[Start of section]

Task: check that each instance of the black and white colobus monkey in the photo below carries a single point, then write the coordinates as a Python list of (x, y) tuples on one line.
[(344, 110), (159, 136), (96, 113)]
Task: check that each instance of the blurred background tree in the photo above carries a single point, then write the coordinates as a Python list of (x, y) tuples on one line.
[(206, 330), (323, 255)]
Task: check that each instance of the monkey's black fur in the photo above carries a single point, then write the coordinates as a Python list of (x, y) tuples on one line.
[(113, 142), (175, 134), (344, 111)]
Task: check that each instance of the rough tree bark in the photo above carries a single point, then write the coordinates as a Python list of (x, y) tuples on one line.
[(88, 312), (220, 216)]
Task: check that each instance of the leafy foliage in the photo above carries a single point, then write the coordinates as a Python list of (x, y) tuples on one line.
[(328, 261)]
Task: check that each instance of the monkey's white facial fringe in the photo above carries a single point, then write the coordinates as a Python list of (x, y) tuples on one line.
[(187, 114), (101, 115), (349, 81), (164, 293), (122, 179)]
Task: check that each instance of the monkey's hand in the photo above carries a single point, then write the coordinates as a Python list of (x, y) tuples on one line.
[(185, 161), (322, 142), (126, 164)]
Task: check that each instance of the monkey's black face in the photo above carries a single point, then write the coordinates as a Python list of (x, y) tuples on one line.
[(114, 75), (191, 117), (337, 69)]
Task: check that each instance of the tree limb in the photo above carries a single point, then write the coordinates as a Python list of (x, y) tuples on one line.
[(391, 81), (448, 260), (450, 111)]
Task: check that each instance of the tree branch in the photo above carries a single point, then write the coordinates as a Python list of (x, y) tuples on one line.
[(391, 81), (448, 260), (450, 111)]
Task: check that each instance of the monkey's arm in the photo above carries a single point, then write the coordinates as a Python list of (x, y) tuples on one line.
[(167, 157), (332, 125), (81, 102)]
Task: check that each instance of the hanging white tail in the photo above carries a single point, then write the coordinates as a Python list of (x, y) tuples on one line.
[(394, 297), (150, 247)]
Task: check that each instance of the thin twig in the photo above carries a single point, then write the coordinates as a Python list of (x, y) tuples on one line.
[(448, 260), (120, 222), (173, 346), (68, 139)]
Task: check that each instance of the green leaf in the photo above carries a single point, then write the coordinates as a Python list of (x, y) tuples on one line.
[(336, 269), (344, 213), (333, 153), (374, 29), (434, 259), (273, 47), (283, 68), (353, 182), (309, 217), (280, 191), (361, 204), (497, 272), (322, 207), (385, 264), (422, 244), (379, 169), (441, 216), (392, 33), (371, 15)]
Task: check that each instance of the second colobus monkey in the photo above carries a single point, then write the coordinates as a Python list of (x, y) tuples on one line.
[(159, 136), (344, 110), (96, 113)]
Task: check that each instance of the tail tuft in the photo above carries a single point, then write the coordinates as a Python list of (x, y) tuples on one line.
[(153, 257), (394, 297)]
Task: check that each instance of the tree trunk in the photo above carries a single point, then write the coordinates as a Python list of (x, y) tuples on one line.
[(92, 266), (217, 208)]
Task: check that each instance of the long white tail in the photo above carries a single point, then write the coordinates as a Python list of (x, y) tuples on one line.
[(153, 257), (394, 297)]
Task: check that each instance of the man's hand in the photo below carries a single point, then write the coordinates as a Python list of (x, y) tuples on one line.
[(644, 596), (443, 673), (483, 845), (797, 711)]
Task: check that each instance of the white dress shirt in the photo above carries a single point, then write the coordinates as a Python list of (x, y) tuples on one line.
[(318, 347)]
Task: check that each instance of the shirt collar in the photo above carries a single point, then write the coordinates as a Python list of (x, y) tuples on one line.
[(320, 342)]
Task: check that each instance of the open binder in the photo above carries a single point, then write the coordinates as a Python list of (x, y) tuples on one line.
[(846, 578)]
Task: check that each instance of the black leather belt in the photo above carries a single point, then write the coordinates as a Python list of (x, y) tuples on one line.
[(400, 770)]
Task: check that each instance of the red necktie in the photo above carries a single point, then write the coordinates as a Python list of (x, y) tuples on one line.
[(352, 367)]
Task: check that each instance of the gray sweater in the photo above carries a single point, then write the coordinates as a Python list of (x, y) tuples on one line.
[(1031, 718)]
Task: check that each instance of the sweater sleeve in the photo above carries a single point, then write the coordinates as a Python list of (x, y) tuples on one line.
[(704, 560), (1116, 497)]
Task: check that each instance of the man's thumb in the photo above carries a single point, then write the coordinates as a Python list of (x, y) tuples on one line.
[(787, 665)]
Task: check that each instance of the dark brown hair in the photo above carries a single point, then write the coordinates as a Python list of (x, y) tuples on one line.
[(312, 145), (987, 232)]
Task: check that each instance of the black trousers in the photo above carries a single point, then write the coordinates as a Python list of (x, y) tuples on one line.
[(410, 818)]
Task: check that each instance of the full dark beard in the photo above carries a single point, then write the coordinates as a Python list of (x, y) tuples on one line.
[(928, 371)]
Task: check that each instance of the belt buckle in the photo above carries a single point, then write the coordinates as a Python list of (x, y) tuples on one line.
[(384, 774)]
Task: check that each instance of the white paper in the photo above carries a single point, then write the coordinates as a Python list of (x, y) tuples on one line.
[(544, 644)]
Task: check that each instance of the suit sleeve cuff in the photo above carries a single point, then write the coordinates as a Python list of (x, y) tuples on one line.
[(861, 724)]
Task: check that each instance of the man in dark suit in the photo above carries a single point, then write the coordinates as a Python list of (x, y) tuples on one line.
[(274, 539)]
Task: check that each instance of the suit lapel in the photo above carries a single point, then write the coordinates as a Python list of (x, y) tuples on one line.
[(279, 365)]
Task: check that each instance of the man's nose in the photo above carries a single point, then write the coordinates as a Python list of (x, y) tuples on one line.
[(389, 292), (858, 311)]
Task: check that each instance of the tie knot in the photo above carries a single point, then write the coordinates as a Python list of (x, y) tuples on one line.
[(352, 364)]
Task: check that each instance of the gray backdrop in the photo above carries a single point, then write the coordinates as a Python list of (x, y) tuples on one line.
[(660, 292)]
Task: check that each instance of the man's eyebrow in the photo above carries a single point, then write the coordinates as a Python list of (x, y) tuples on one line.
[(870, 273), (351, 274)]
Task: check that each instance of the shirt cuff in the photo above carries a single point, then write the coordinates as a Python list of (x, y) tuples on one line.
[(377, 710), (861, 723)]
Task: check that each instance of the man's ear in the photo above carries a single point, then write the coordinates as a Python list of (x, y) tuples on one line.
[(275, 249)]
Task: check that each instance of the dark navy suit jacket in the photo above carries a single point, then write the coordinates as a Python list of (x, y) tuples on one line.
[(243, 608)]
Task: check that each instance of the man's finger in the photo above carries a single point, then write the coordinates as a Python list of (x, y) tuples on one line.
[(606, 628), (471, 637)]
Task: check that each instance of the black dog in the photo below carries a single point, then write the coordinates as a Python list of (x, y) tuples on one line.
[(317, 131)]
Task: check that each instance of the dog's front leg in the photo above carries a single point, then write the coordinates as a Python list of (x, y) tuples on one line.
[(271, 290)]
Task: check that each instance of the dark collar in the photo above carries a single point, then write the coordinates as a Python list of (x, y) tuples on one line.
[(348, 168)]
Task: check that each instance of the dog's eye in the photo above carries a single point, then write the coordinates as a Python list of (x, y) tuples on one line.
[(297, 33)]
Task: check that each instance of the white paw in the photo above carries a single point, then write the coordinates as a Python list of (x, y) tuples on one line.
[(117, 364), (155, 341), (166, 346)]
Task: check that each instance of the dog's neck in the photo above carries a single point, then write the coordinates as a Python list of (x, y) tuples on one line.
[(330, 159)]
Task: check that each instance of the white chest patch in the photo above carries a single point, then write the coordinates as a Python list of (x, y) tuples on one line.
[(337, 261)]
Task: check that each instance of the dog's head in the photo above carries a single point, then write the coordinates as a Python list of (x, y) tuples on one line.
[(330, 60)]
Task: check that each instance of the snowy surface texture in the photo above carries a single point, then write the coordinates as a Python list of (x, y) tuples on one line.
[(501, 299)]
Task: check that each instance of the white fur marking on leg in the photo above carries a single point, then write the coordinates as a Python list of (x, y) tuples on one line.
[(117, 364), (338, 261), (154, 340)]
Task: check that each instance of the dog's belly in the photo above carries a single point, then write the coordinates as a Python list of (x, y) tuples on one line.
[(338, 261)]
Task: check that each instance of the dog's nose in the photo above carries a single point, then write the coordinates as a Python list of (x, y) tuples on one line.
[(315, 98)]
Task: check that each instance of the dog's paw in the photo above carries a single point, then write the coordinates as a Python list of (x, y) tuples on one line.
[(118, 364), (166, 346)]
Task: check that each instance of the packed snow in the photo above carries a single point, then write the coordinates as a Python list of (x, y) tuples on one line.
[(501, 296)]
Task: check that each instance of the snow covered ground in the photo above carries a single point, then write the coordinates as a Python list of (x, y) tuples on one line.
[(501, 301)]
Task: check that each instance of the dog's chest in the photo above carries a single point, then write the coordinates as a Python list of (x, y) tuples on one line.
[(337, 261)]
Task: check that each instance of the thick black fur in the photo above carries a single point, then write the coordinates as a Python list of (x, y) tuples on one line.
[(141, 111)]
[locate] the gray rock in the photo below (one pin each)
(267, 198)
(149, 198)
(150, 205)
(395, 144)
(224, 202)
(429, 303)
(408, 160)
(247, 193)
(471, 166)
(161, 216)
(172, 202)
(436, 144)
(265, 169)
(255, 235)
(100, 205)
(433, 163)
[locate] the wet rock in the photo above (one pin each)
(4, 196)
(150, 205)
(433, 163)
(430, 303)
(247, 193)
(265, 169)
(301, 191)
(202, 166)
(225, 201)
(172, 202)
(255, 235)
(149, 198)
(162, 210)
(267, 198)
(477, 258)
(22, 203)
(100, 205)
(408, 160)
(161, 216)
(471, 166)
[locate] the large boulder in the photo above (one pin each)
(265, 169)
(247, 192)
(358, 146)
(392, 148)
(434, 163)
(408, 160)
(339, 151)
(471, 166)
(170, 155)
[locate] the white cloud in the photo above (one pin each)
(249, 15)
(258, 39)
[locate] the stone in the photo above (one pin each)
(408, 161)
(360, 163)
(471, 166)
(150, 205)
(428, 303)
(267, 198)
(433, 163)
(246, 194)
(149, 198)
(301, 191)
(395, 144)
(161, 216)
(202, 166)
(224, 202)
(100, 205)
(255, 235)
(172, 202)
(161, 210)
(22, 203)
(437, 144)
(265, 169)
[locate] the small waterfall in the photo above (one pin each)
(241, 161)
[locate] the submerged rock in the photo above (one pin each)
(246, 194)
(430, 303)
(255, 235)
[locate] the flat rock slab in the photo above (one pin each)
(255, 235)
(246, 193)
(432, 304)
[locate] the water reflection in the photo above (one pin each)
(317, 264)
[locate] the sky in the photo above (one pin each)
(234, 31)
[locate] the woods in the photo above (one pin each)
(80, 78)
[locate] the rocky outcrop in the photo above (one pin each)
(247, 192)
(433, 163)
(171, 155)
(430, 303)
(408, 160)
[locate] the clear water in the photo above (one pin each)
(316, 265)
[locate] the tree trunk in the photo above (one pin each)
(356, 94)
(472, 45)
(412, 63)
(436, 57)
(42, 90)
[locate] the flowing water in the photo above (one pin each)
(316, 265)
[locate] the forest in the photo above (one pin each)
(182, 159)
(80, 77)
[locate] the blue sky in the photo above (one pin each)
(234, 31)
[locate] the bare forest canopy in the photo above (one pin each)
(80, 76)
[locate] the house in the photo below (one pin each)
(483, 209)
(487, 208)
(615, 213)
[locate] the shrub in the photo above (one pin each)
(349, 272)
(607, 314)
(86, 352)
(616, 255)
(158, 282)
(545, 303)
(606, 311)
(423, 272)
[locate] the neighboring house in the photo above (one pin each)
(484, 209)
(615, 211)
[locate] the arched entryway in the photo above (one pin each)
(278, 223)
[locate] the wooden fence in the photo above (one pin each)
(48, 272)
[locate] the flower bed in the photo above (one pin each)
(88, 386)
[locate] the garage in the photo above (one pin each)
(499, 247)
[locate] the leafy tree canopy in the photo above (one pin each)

[End of section]

• THE TASK: Nothing but the lines from the one with "[locate] the wooden" through the final line of the records may appear in the answer, and each must be transcribed exactly.

• ANSWER AREA:
[locate] the wooden fence in the photo above (one pin each)
(48, 272)
[locate] the flower bed in the photo above (one pin each)
(88, 386)
[locate] the garage in the photo above (one pin each)
(499, 247)
[locate] the leafy tree canopy in the photo above (one pin each)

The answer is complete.